→ **Records**

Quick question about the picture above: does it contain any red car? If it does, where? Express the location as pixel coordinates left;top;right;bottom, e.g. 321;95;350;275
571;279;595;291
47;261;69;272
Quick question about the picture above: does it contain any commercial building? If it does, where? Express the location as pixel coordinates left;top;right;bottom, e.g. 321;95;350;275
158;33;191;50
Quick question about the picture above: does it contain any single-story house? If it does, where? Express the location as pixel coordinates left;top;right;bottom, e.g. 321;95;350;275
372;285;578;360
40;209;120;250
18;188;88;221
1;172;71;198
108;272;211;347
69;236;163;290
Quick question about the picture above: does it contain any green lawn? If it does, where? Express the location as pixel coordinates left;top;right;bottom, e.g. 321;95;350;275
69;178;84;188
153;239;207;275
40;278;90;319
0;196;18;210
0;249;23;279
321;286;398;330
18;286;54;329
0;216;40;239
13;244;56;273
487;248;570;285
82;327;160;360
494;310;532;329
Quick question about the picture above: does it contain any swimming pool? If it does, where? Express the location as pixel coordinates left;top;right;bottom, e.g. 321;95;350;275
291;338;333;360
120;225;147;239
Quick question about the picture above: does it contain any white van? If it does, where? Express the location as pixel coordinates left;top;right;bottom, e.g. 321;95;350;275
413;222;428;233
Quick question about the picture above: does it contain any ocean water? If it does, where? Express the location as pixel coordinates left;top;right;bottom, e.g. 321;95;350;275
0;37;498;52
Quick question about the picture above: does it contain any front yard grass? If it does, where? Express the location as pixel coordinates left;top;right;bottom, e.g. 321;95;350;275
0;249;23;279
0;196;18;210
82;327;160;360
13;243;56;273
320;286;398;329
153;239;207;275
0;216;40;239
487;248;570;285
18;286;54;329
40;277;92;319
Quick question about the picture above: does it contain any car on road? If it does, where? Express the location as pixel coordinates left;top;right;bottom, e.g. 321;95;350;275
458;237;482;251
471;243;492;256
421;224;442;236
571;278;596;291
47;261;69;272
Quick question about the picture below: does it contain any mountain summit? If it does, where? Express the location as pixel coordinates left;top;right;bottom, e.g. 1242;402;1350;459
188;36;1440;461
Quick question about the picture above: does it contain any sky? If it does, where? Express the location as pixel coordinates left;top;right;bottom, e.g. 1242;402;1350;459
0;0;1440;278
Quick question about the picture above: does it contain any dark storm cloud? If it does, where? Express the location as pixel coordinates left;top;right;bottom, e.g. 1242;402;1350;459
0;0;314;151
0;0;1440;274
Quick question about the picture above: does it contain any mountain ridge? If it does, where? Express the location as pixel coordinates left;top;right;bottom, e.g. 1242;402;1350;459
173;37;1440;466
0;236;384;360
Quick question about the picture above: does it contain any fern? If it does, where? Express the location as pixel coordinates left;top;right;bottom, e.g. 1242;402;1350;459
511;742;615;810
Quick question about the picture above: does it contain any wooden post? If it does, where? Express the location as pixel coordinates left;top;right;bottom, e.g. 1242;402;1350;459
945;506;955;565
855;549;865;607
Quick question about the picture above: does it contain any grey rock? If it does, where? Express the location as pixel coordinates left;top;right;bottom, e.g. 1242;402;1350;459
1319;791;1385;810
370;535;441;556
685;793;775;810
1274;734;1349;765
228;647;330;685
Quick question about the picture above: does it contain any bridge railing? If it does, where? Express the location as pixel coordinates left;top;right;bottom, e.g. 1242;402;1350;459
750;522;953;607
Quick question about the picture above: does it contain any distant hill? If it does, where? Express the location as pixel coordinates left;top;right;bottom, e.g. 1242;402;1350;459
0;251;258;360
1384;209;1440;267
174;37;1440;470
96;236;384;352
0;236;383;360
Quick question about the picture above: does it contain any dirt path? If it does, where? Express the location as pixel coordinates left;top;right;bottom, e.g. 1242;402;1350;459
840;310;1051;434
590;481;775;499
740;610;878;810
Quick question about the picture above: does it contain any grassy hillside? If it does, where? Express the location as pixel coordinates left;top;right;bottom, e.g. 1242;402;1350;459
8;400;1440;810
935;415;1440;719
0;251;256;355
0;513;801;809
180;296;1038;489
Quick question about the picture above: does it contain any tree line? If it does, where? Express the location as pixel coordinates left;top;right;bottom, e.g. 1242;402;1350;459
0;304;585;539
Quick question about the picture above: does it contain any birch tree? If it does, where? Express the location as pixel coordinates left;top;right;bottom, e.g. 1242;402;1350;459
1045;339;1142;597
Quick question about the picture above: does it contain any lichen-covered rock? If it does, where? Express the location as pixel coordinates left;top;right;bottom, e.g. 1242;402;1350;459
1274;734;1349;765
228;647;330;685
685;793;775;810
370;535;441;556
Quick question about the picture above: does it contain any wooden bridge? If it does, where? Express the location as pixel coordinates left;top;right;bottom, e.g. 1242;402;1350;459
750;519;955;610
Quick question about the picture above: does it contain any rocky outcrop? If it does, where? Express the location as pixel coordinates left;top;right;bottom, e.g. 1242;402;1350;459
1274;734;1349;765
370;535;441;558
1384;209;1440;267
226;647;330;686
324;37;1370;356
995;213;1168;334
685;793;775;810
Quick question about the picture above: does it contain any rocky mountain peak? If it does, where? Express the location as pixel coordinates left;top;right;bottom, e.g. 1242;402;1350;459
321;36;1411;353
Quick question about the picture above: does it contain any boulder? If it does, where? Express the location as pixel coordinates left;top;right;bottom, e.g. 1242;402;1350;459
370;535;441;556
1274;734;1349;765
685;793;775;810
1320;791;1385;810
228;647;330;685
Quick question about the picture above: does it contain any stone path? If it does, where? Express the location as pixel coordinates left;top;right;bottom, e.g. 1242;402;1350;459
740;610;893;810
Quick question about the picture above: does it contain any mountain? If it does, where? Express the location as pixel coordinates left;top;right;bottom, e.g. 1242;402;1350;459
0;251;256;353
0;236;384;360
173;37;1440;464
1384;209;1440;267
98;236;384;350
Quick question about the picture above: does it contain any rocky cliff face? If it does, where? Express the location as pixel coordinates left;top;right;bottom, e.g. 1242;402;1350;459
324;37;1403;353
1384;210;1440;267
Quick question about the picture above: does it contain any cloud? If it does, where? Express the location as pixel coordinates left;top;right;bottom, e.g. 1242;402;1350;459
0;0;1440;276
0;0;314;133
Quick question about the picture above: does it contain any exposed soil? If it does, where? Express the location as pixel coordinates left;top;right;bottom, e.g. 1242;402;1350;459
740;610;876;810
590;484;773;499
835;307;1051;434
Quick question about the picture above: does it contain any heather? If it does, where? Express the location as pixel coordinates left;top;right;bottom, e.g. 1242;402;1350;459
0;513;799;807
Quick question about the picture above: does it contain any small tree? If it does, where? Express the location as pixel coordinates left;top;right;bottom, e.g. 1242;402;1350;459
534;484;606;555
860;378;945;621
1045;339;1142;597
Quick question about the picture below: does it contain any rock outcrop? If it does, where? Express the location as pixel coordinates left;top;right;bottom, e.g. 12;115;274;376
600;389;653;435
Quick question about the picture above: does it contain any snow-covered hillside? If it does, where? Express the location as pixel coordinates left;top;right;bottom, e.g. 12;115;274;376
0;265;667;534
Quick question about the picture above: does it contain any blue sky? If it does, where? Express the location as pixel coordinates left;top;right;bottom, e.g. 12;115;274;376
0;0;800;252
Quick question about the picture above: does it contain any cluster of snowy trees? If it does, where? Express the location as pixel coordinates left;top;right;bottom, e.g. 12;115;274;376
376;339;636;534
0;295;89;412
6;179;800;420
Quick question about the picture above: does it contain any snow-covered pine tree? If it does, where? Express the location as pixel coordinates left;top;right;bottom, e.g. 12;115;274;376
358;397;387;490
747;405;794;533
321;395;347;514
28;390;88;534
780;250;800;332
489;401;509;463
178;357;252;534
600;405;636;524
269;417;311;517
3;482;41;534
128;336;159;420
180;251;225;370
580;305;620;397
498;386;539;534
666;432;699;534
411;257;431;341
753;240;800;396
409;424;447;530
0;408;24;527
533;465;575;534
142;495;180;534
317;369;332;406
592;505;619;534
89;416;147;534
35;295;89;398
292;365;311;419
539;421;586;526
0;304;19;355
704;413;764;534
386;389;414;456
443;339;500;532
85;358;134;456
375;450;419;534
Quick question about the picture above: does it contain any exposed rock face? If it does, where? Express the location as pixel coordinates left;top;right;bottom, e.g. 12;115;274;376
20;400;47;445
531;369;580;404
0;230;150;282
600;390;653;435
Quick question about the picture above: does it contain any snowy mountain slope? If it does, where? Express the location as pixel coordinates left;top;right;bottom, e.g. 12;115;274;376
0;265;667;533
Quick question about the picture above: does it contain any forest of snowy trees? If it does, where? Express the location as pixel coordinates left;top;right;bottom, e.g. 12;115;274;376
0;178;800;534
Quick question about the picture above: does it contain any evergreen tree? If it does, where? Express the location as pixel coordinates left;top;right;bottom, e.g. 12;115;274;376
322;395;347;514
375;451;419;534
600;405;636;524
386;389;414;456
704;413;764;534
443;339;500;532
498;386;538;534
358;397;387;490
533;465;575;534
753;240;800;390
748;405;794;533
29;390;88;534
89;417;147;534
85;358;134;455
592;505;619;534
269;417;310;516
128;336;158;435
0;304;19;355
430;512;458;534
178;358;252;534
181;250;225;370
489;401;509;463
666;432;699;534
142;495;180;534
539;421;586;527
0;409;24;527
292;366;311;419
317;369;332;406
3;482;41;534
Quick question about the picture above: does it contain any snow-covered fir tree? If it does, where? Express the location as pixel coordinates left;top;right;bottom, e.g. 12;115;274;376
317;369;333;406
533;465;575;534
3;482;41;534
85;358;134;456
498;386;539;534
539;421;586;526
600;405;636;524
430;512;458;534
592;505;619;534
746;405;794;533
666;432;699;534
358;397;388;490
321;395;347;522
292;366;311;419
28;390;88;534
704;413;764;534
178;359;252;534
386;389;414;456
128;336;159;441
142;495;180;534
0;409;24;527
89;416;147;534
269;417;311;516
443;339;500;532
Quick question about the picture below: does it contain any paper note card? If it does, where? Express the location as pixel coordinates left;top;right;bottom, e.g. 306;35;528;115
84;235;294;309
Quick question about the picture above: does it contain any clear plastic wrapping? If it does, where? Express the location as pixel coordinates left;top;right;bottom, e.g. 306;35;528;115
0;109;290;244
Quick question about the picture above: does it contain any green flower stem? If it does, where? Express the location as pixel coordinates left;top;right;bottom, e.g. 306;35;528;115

→ **Task goal**
Turn the lines above into a numbered list, from the first one through the line that contains "120;225;147;239". Leave out any blank lines.

→ **Exercise answer**
1. Quick question about the picture above: does it contain any red car? If it does, where? Express the location as pixel coordinates left;top;right;bottom, e.g. 321;95;350;275
2. 571;279;595;291
3. 47;261;69;272
4. Quick question about the picture above: does it contain any commercial building? If it does, where? Express the location as pixel coordinates left;top;right;bottom, e.g. 321;95;350;275
5. 158;33;191;50
6. Quick question about the picture above: does it contain any single-story house? If it does, where? Express the location as pixel coordinates left;top;right;bottom, e.g. 321;95;350;275
7. 372;285;578;360
8. 40;209;120;250
9. 18;188;88;221
10. 1;172;71;198
11. 108;272;211;347
12. 69;236;163;290
13. Quick question about the picture above: does it contain any green lawn? If it does, where? Express the location as pixel coordinates left;top;right;bottom, e.g. 321;95;350;275
14. 69;178;84;188
15. 153;239;207;275
16. 40;278;90;319
17. 0;196;18;210
18. 0;249;23;279
19. 321;286;398;330
20. 18;286;54;329
21. 0;216;40;239
22. 13;244;56;273
23. 487;248;570;285
24. 82;327;160;360
25. 494;310;532;329
26. Quick question about the picture above: does it contain any swimming pool? If it does, where? Express the location as pixel coordinates left;top;right;bottom, e.g. 321;95;350;275
27. 291;338;333;360
28. 120;225;147;239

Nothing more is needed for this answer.